## What is required
A verbatim repetition of the data below is requested, without images.

Start of Available data

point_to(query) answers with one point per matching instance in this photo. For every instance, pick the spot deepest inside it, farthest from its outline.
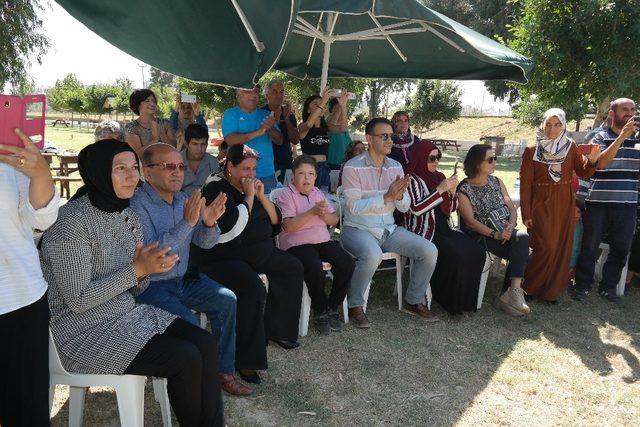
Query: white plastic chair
(600, 264)
(399, 265)
(129, 392)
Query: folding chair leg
(366, 297)
(399, 268)
(305, 311)
(162, 397)
(622, 283)
(345, 310)
(76, 405)
(131, 405)
(483, 280)
(203, 320)
(52, 393)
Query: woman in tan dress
(547, 204)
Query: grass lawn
(569, 364)
(566, 364)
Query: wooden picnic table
(444, 143)
(67, 164)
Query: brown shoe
(231, 385)
(358, 318)
(421, 310)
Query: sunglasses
(168, 166)
(383, 136)
(492, 159)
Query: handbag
(498, 217)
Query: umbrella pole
(331, 22)
(325, 65)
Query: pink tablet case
(13, 114)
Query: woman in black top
(246, 248)
(314, 131)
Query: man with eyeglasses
(610, 204)
(198, 163)
(175, 220)
(374, 186)
(249, 125)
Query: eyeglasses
(383, 136)
(492, 159)
(168, 166)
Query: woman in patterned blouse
(94, 262)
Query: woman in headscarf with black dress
(432, 202)
(246, 248)
(404, 142)
(94, 262)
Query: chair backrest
(275, 193)
(340, 196)
(55, 365)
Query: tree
(435, 100)
(25, 87)
(492, 18)
(67, 95)
(21, 38)
(585, 53)
(380, 89)
(160, 79)
(219, 98)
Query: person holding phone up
(28, 200)
(610, 204)
(432, 202)
(548, 204)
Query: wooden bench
(64, 184)
(444, 143)
(60, 122)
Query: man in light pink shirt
(306, 214)
(374, 186)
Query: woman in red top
(432, 202)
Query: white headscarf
(552, 152)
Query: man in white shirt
(28, 200)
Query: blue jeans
(198, 292)
(368, 251)
(619, 222)
(270, 182)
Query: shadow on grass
(406, 372)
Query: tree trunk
(373, 101)
(601, 112)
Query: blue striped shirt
(618, 182)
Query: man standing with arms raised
(247, 124)
(610, 205)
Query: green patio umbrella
(395, 39)
(228, 42)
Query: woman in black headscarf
(94, 263)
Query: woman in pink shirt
(305, 216)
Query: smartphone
(189, 99)
(25, 113)
(584, 149)
(336, 94)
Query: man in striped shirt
(610, 204)
(374, 186)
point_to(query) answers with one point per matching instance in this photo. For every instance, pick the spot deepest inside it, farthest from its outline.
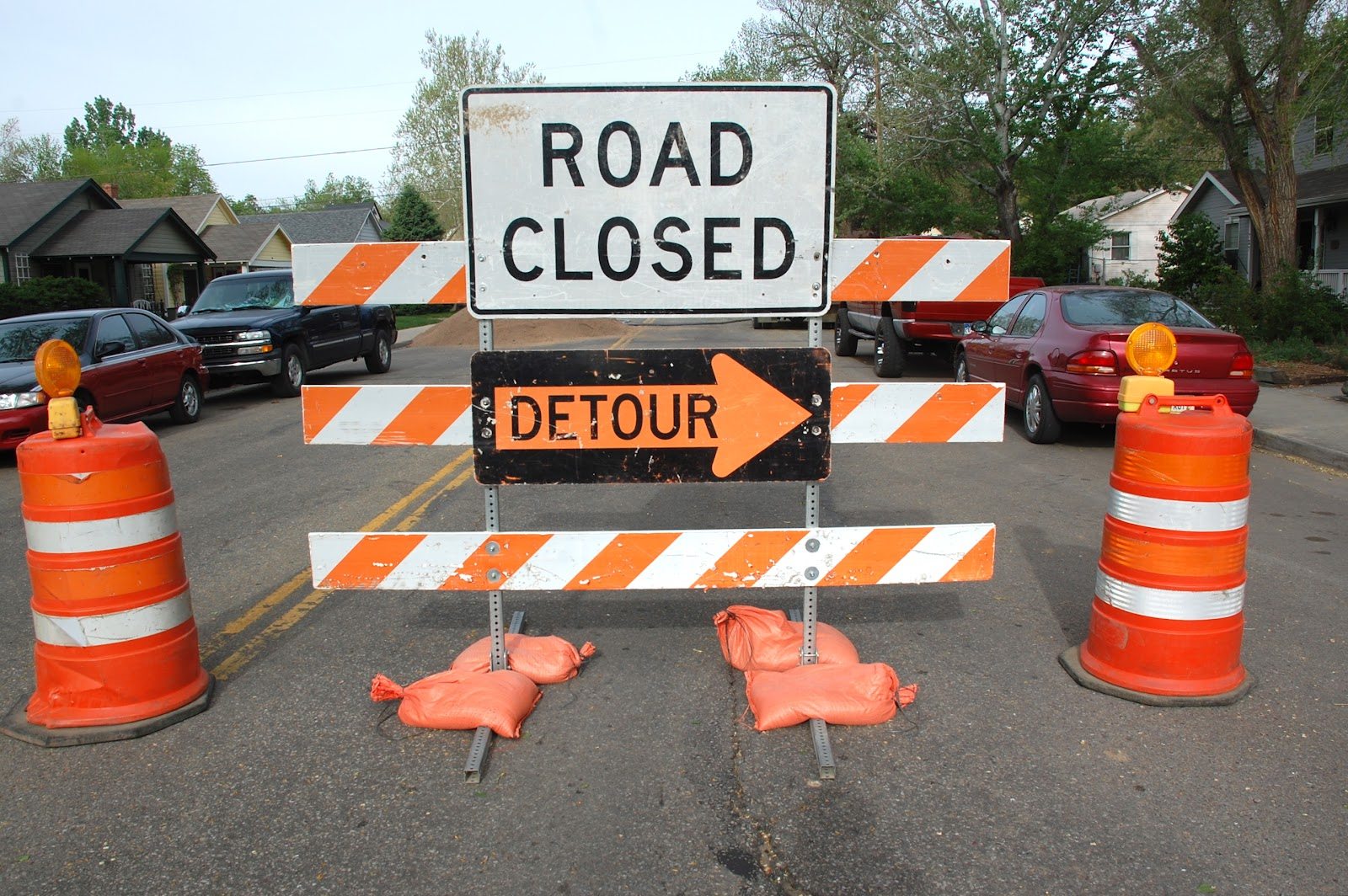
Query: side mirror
(108, 349)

End of Available data

## Output
point_to(query) answers with one point per matching instance in this photo. For every instance, pick the spot deepest inside it, farthest from its outline.
Query: white plastic chair
(600, 264)
(399, 265)
(129, 392)
Query: folding chair leg
(366, 297)
(399, 268)
(305, 311)
(162, 397)
(622, 283)
(345, 310)
(76, 405)
(131, 405)
(483, 280)
(203, 320)
(52, 393)
Query: woman in tan dress
(547, 204)
Query: grass lawn
(569, 364)
(566, 364)
Query: wooden picnic table
(444, 143)
(67, 164)
Query: brown shoe
(231, 385)
(358, 318)
(421, 310)
Query: sunglasses
(168, 166)
(383, 136)
(492, 159)
Query: handbag
(498, 217)
Query: umbrella pole
(331, 22)
(325, 65)
Query: pink tablet case
(13, 114)
Query: woman in black top
(246, 248)
(314, 131)
Query: man with eyeglasses
(610, 204)
(198, 163)
(175, 220)
(374, 186)
(249, 125)
Query: eyeglasses
(383, 136)
(492, 159)
(168, 166)
Query: woman in patterned blouse
(94, 262)
Query: woman in headscarf with black dress
(432, 202)
(246, 248)
(404, 142)
(94, 262)
Query: chair backrest
(275, 193)
(340, 196)
(55, 365)
Query: tree
(435, 100)
(25, 87)
(492, 18)
(67, 95)
(21, 38)
(585, 53)
(380, 89)
(160, 79)
(219, 98)
Query: person holding phone up
(28, 200)
(610, 204)
(432, 202)
(548, 204)
Query: wooden bench
(64, 184)
(444, 143)
(60, 122)
Query: man in light pink shirt
(306, 214)
(374, 186)
Query: woman in red top
(432, 202)
Query: white headscarf
(552, 152)
Query: man in white shirt
(28, 200)
Query: blue jeans
(198, 292)
(368, 251)
(619, 222)
(270, 182)
Query: shadow on grass
(406, 372)
Query: tree trunk
(373, 101)
(601, 112)
Query: blue striped shirt
(618, 182)
Query: man standing with arms raised
(247, 124)
(610, 205)
Query: green patio umbrella
(395, 39)
(228, 42)
Query: woman in black headscarf
(94, 263)
Query: woman in pink shirt
(305, 216)
Query: smartphone
(189, 99)
(25, 113)
(584, 149)
(336, 94)
Query: man in striped shirt
(610, 204)
(374, 186)
point_to(query) answers with one point per matching instance in this photo. For every instance, pick the spot deepest inside it, farthest from its outline.
Query: side mirror
(108, 349)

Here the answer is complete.